Retype the part of the drift-meet thread below that begins at the words "umm.. regionals?? try" and stops after the words "me know. . .".

Source passage
····················
# yo



## malveras (Jan 14, 2005)

yo dudes do u guys know when there is going to be any pro drift meets or pro dragn in california. . . . like by frisco. . . . i have a 1991 240 sx and i realy want to see some one do some tight crap in there car with out watchn for 50. . .


----------



## Blank (Aug 21, 2003)

umm.. regionals?? try there...


----------



## malveras (Jan 14, 2005)

ok. . . . well like i said i would start where ever. . . i just want to know if any one knows when any thing might be coming up. . . u know. . . when and where. . . date's, time's, place's. . . if so let me know. . .


----------



## Radioaktiv (Feb 12, 2004)

check here
www.d1gp.com


----------



## pete? (Jul 6, 2004)

find out where they hold auto-x around you because chances are they will have drift events there. i just found out yesterday that the stadium lot 10min away from my house holds auto-x and drift alot.
····················
Supplied information
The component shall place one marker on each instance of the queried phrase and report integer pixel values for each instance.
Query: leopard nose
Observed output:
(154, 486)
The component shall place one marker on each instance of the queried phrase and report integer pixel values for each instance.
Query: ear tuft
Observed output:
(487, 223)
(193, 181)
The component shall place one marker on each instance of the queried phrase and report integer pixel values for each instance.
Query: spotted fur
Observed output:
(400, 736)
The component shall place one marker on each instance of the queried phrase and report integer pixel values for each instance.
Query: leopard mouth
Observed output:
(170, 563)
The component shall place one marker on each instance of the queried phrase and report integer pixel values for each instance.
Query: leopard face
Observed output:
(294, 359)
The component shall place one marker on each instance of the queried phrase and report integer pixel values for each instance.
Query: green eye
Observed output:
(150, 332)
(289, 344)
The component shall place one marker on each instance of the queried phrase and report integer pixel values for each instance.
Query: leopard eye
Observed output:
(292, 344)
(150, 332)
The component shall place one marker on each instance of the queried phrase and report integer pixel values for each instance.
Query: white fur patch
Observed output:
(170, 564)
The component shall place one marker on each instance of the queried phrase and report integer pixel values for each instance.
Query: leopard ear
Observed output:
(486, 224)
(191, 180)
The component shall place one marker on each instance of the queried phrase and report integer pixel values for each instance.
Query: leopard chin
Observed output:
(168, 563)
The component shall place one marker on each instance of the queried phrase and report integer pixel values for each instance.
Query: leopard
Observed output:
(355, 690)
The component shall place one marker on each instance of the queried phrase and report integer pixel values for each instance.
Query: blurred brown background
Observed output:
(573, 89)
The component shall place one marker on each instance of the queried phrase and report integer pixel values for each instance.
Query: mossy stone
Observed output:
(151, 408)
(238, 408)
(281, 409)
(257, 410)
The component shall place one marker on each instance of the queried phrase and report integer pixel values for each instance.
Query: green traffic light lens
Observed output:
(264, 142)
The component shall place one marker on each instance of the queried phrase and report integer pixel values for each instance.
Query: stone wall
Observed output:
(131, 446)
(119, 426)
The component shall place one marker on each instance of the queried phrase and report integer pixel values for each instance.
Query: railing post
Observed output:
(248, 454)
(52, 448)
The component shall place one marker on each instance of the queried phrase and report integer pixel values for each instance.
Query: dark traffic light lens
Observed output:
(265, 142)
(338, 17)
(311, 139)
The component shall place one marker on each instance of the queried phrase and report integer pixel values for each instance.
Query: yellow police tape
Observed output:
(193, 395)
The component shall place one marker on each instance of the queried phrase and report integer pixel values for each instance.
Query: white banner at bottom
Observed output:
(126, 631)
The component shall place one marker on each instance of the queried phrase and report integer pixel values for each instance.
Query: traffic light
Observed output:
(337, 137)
····················
Written solution
umm.. regionals?? try there...


----------



## malveras (Jan 14, 2005)

ok. . . . well like i said i would start where ever. . . i just want to know if any one knows when any thing might be coming up. . . u know. . . when and where. . . date's, time's, place's. . . if so let me know. . .